● Written instruction: Copy the records below exactly as they appear.

START Task material

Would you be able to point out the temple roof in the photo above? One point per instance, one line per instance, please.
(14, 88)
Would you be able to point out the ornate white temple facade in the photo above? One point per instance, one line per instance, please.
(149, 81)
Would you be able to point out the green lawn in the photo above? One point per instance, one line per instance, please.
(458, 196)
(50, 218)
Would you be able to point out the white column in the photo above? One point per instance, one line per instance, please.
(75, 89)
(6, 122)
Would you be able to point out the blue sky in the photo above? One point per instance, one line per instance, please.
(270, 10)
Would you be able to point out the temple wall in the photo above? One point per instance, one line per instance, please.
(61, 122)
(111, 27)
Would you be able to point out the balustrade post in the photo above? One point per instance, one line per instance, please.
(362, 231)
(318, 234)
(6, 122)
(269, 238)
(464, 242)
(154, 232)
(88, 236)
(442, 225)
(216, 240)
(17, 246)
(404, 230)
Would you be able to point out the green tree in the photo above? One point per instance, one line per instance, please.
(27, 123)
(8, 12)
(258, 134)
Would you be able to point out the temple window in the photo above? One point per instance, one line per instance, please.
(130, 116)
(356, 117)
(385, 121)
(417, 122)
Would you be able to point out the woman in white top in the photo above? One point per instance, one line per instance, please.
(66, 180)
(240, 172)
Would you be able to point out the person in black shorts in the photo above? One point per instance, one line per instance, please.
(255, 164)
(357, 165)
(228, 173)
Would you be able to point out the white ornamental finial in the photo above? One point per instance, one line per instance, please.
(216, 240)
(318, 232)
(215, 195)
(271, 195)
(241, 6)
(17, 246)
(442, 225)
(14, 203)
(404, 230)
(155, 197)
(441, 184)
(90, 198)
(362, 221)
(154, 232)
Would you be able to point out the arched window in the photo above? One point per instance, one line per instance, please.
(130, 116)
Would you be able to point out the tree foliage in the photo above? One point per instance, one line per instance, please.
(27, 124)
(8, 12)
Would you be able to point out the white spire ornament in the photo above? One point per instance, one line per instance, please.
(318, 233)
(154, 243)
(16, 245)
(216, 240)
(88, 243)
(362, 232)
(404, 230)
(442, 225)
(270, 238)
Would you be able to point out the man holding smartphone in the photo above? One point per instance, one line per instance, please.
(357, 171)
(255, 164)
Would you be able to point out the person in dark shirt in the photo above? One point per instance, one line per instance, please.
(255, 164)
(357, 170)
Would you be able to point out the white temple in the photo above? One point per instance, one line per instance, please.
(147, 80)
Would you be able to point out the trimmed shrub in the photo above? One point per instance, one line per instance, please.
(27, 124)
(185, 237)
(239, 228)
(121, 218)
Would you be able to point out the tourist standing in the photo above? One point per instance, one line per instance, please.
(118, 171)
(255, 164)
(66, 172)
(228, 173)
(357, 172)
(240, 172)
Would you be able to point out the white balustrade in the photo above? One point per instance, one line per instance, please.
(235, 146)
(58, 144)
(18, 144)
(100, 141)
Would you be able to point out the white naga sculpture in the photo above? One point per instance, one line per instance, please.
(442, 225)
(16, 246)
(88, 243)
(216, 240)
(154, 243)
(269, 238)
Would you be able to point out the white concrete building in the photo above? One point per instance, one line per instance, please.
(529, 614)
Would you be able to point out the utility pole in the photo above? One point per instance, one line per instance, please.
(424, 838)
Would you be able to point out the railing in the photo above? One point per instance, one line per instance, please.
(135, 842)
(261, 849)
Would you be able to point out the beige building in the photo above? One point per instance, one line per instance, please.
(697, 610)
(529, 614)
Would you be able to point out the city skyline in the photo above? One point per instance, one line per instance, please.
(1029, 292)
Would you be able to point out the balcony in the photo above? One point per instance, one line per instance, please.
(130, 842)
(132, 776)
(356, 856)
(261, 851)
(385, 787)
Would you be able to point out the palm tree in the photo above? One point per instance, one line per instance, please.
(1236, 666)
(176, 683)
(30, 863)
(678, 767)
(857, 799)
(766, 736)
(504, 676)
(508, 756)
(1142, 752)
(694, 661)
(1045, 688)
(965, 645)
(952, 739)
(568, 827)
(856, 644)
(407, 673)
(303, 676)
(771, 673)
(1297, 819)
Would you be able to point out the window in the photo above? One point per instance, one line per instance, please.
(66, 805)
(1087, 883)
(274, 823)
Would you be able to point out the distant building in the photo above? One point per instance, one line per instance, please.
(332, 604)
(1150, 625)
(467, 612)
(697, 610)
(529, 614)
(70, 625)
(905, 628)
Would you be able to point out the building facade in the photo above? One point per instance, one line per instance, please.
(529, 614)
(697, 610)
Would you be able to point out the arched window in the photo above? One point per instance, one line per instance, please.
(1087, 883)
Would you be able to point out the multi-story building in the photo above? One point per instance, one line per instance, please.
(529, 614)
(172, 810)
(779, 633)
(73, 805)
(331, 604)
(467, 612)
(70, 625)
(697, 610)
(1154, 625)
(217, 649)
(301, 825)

END Task material

● Worked solution:
Would you be able to point out the temple roof in the photo above? One point per instance, one line per instance, please.
(14, 88)
Would you be able to point out the ornate white temple facade in the photo above? One point per instance, one line per instance, please.
(149, 81)
Would you be able to point out the green lawn in the photo above? One point per instance, one line per instance, please.
(458, 196)
(50, 218)
Would you be able to point out the white column in the photo above? One point per instance, one line per instance, please.
(75, 89)
(6, 122)
Would you be able to point out the blue sky in the photo above? One point per instance, one line per instance, please.
(270, 10)
Would you be able to point out the temple wall in the photo above? One point per instance, one line per instance, please.
(61, 122)
(111, 27)
Would you be able to point out the balustrade post in the photo above? One point per instance, one line per instance, please.
(362, 231)
(318, 234)
(6, 122)
(269, 238)
(464, 242)
(154, 232)
(88, 236)
(442, 225)
(216, 240)
(17, 246)
(404, 230)
Would you be able to point out the green tree in the photo above? One point per instance, one line per instance, please.
(27, 123)
(8, 12)
(258, 134)
Would you be able to point out the temple window in the photo above? One point per instance, one line per instance, please.
(130, 116)
(356, 117)
(385, 121)
(417, 122)
Would you be able to point out the woman in white top in the photo above? One point per instance, one line per instance, please.
(66, 180)
(240, 172)
Would you be able to point out the person in black shorts in the photo above? One point per instance, one line per instance, please.
(255, 164)
(357, 165)
(228, 173)
Would you be able to point out the white ornamental finial in the photo above? One point per instance, one line per instance, please.
(216, 240)
(318, 232)
(215, 195)
(271, 195)
(241, 6)
(17, 246)
(442, 225)
(14, 203)
(404, 230)
(155, 197)
(441, 184)
(90, 198)
(362, 221)
(154, 232)
Would you be able to point out the arched window in the photo above? One point per instance, one line per instance, please.
(130, 116)
Would you be able to point out the tree foliage in the photo above? One point per instance, one line per instance, please.
(27, 124)
(8, 12)
Would you be able to point out the white spire ornament in the photo above? One point per instance, one line per instance, please.
(318, 233)
(154, 243)
(16, 245)
(216, 240)
(88, 243)
(362, 232)
(404, 230)
(442, 225)
(270, 238)
Would you be able to point out the man holding smartphone in the photo above? One point per instance, one line per instance, please.
(357, 171)
(255, 164)
Would you be able to point out the person in dark shirt in the photo above? One point per instance, one line per instance, please.
(255, 164)
(357, 170)
Would you be able to point out the white temple in the photo above? One point per instance, one line per instance, please.
(147, 80)
Would you be able to point out the trimmed shrub in the photo above? One point per instance, one line per instance, please.
(27, 124)
(185, 237)
(239, 228)
(121, 218)
Would you be able to point out the tourist standing in the photo above? One point per instance, one line per instance, please.
(118, 171)
(255, 164)
(66, 172)
(228, 173)
(357, 172)
(240, 172)
Would you be able to point out the white balustrade in the photo above? One point per instance, one line per instance, please.
(235, 146)
(58, 144)
(18, 144)
(100, 141)
Would you be able to point out the white naga sculpture in the photo above? One point per instance, one line per instance, please.
(442, 225)
(16, 246)
(88, 243)
(216, 240)
(154, 243)
(269, 238)
Would you be able to point out the white concrete building in the photo above? One point per instance, one line per instance, please.
(529, 614)
Would you be able to point out the utility pole in the photo above? One point per instance, one line per instance, please.
(424, 838)
Would you be able to point out the railing in the photo above? One point per instance, one line per instance, please.
(135, 842)
(261, 849)
Would you be able to point out the beige building in the photo above? One point per instance, one line per instance, please.
(697, 610)
(529, 614)
Would you be able to point out the city skyline in the photo above? One point per instance, one line per instance, please.
(1029, 292)
Would you be able to point out the balcony in the photo above? One point per instance, one line per instance, please.
(130, 842)
(132, 776)
(356, 856)
(261, 851)
(385, 787)
Would you be able to point out the palm tree in the photo above? One point per instance, one line per instance, please.
(1236, 666)
(176, 683)
(30, 863)
(678, 767)
(857, 799)
(766, 736)
(504, 676)
(508, 756)
(1142, 752)
(694, 661)
(1045, 688)
(965, 645)
(952, 739)
(568, 827)
(856, 644)
(407, 673)
(303, 676)
(771, 673)
(1297, 819)
Would you be able to point out the window in the photo above? One point per instance, one line per instance, please.
(66, 805)
(1087, 883)
(274, 823)
Would you be able to point out the distant building in the photo above? One point per instance, one line per instance, please.
(332, 604)
(1150, 625)
(467, 612)
(697, 610)
(529, 614)
(70, 625)
(905, 628)
Would you be able to point out the building facade in the photo above? One point per instance, one line per instance, please.
(529, 614)
(697, 610)
Would you be able to point out the arched window in the photo above? One point per instance, one line per instance, please.
(1087, 883)
Would you be able to point out the multi-story building in the photo above? One point per instance, one line per instance, please.
(529, 614)
(172, 810)
(779, 633)
(73, 805)
(331, 604)
(467, 612)
(70, 625)
(697, 610)
(1154, 625)
(217, 649)
(301, 825)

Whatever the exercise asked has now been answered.